(Data excerpts)
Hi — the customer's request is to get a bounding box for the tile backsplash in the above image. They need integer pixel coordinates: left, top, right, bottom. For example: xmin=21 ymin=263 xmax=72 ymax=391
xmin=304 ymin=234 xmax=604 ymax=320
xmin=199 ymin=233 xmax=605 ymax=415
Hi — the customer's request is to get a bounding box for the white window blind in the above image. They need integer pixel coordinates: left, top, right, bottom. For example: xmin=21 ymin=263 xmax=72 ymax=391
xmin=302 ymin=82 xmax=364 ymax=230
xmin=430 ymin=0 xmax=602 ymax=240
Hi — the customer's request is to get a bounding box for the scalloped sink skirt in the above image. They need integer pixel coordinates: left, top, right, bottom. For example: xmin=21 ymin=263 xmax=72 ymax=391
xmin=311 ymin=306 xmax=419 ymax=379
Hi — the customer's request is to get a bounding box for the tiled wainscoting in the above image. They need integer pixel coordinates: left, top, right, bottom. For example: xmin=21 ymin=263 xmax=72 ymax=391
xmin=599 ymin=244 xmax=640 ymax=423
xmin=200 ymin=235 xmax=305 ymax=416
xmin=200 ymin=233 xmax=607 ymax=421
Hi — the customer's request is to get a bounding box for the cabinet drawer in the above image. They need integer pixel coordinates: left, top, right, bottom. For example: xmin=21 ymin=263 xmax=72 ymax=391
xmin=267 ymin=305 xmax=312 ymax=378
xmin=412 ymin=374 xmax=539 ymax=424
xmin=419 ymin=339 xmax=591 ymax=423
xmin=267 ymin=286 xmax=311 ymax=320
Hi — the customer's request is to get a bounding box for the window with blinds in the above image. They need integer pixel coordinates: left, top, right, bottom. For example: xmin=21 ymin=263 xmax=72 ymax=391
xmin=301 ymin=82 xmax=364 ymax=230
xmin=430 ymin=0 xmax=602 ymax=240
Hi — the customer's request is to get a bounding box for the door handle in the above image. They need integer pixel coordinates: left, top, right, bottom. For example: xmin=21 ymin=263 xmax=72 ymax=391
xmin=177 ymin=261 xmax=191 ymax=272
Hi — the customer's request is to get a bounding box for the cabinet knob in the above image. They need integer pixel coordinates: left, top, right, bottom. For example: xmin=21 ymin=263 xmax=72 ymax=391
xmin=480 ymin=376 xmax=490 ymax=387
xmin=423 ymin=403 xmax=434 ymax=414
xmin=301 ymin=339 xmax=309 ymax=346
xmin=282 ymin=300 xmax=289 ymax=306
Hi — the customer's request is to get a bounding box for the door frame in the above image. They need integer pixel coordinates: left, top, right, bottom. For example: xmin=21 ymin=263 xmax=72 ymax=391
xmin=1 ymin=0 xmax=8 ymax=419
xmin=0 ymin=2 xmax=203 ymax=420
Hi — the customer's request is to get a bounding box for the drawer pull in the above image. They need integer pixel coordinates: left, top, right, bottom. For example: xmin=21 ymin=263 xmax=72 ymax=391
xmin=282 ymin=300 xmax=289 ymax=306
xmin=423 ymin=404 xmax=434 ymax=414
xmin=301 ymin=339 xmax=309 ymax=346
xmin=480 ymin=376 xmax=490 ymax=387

(EXERCISE):
The line with "for the drawer" and all the lines after it in the records above are to be output exactly, with nothing added.

(SOLVED PROBLEM):
Hi — the customer's request is to get a bounding box for the drawer pull in the above image. They need integer pixel coordinates: left, top, right, bottom. For example: xmin=21 ymin=263 xmax=72 ymax=391
xmin=282 ymin=300 xmax=289 ymax=306
xmin=423 ymin=404 xmax=434 ymax=414
xmin=301 ymin=339 xmax=309 ymax=346
xmin=480 ymin=376 xmax=490 ymax=387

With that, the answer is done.